Position identification records:

***

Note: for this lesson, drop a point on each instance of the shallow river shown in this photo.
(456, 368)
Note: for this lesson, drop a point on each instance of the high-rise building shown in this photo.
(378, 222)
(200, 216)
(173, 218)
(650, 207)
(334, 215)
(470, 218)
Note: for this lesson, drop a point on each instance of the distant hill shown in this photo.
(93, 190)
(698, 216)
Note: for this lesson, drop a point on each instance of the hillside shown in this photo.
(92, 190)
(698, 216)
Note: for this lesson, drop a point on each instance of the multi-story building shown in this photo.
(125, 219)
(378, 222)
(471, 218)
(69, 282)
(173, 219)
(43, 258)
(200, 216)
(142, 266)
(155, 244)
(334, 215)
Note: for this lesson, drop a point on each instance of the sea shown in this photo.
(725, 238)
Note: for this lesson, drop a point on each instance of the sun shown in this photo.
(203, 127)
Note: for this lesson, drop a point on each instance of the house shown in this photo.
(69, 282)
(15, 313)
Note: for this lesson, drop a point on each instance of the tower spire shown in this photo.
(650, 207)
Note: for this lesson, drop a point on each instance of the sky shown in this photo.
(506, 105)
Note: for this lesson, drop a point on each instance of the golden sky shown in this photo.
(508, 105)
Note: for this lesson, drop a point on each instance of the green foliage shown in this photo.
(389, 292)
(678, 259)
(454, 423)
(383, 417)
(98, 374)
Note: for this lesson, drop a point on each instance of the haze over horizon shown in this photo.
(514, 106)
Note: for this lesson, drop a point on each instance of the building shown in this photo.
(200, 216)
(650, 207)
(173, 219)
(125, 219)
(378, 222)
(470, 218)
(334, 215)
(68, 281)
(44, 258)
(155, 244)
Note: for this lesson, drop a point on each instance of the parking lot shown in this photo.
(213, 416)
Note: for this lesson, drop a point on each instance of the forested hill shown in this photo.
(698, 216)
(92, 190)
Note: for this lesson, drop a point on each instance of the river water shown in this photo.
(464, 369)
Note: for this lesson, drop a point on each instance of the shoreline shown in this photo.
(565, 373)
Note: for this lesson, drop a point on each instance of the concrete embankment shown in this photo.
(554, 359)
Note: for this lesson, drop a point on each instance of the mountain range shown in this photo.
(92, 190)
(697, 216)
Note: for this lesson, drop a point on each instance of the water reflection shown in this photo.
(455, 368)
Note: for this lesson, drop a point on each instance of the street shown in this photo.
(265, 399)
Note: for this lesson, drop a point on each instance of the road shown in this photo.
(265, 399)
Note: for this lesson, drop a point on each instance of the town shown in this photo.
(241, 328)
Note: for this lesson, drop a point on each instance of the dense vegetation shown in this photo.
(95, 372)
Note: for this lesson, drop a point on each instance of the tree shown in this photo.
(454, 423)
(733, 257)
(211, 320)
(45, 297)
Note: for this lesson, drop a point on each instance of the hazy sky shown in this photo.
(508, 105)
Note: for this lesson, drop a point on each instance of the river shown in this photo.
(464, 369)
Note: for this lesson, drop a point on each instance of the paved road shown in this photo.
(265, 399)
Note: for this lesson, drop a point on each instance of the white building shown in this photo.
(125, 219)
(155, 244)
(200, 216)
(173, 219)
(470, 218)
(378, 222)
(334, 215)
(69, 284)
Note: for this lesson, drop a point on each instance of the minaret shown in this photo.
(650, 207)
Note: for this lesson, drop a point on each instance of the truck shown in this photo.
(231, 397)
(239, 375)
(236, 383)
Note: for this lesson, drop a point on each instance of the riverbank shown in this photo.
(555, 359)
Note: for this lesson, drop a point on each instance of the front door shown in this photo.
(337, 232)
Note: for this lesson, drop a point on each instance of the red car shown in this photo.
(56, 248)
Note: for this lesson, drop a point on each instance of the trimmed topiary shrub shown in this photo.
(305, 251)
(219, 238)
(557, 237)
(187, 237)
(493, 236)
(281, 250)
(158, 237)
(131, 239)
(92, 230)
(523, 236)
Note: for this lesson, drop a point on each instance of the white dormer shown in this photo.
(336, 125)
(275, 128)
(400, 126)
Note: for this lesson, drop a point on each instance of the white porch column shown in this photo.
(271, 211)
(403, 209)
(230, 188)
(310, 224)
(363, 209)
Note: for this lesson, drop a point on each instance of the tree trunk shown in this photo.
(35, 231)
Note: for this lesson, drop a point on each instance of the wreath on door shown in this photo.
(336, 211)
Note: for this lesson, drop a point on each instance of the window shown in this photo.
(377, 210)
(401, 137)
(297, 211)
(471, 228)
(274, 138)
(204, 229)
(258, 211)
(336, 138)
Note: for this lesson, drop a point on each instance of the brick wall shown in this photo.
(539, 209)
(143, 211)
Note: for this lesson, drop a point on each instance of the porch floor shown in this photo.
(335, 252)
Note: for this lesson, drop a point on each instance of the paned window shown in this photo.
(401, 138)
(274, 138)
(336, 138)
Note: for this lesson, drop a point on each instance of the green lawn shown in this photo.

***

Given instruction »
Copy out the material word for word and line for line.

Worked answer »
Note: for this lesson, drop a point on each instance of the shallow river shown in this photo.
(456, 368)
Note: for this lesson, drop a point on each instance of the high-rise building shown in this photo.
(378, 222)
(200, 216)
(173, 218)
(650, 207)
(334, 215)
(470, 218)
Note: for this lesson, drop a point on each instance of the distant hill shown in this photo.
(93, 190)
(698, 216)
Note: for this lesson, drop a point on each instance of the hillside shown in this photo.
(92, 190)
(698, 216)
Note: for this lesson, drop a point on each instance of the multi-story building shown in this photo.
(125, 219)
(378, 222)
(471, 218)
(69, 282)
(173, 219)
(43, 258)
(200, 216)
(142, 266)
(155, 244)
(334, 215)
Note: for this lesson, drop a point on each instance of the sea shown in this photo.
(725, 238)
Note: for this lesson, drop a point on each instance of the sun shown in this photo.
(203, 127)
Note: for this lesson, drop a point on each instance of the house shown in this photo.
(69, 282)
(15, 313)
Note: for this lesson, drop a point on each instance of the tower spire shown in this photo.
(650, 207)
Note: for this lesson, drop a point on each instance of the sky shown in this photo.
(506, 105)
Note: for this lesson, drop a point on each instance of the golden sky shown in this photo.
(508, 105)
Note: for this lesson, drop a point on each instance of the green foliage shown in this photo.
(389, 292)
(678, 259)
(454, 423)
(383, 417)
(98, 374)
Note: for this lesson, drop a point on each instance of the haze over horizon shown in this photo.
(514, 106)
Note: for this lesson, drop a point on each instance of the building shown in this photo.
(200, 216)
(650, 207)
(173, 219)
(125, 219)
(378, 222)
(470, 218)
(334, 215)
(68, 281)
(44, 258)
(155, 244)
Note: for this lesson, drop a point on each instance of the parking lot shown in this photo.
(213, 416)
Note: for this lesson, drop a point on each instance of the forested hill shown in this photo.
(698, 216)
(92, 190)
Note: for this lesson, drop a point on each instance of the river water shown in this photo.
(464, 369)
Note: for this lesson, drop a point on each instance of the shoreline shown in this photo.
(565, 373)
Note: for this lesson, drop a point on each instance of the concrete embankment shown in this photo.
(554, 359)
Note: for this lesson, drop a point on each instance of the mountain range shown in this photo.
(92, 190)
(697, 216)
Note: for this lesson, drop a point on each instance of the water reflection shown in this photo.
(455, 368)
Note: for this lesson, drop a point on each instance of the street shown in this photo.
(265, 399)
Note: for this lesson, drop a point on each instance of the road shown in this photo.
(265, 399)
Note: for this lesson, drop a point on each instance of the town shown in this photo.
(241, 328)
Note: for this lesson, drop a point on each instance of the dense vegetation shown in this photo.
(95, 372)
Note: for this lesson, drop a point on each instance of the tree shown in this photo.
(454, 423)
(733, 257)
(211, 320)
(45, 297)
Note: for this lesson, drop a point on each instance of the hazy sky shown in this photo.
(508, 105)
Note: for this lesson, drop a point on each instance of the river shown in this photo.
(464, 369)
Note: for this lesson, drop a point on each instance of the paved road shown in this photo.
(265, 399)
Note: for this lesson, drop a point on each instance of the white building shown in this photo.
(125, 219)
(155, 244)
(200, 216)
(173, 219)
(470, 218)
(378, 222)
(334, 215)
(69, 284)
Note: for this lesson, drop a point on each instance of the minaret shown in this photo.
(650, 207)
Note: for this lesson, drop a point on each instance of the truck shown in this photo.
(231, 397)
(239, 375)
(236, 383)
Note: for this lesson, drop a point on each instance of the riverbank shown in this photo.
(555, 359)
Note: for this lesson, drop a point on each instance of the front door shown in this photo.
(337, 232)
Note: for this lesson, drop a point on each instance of the red car shown in this photo.
(56, 248)
Note: for this lesson, drop a point on each instance of the trimmed topiary shrub shown in this photo.
(305, 251)
(219, 238)
(557, 237)
(187, 237)
(493, 236)
(281, 250)
(158, 237)
(131, 239)
(92, 230)
(523, 236)
Note: for this lesson, drop a point on each instance of the white dormer shown in this photo.
(336, 125)
(275, 128)
(400, 126)
Note: for this lesson, drop a point on each instance of the white porch column shown in this photo.
(271, 211)
(403, 209)
(230, 188)
(310, 224)
(363, 209)
Note: for this lesson, drop a point on each instance of the tree trunk shown in this photo.
(35, 231)
Note: for this lesson, drop a point on each instance of the wreath on door shown in this photo.
(336, 211)
Note: for this lesson, drop a point on each instance of the window shown in this photo.
(377, 210)
(401, 137)
(297, 211)
(471, 228)
(274, 138)
(204, 229)
(258, 211)
(336, 138)
Note: for this lesson, drop a point on each instance of the brick wall shown in this photo.
(539, 209)
(143, 211)
Note: for this lesson, drop a point on each instance of the porch floor shown in this photo.
(335, 252)
Note: for this lesson, drop a point on each instance of the paned window shown in this photo.
(401, 138)
(274, 138)
(336, 138)
Note: for this lesson, drop a point on each instance of the green lawn shown in this photo.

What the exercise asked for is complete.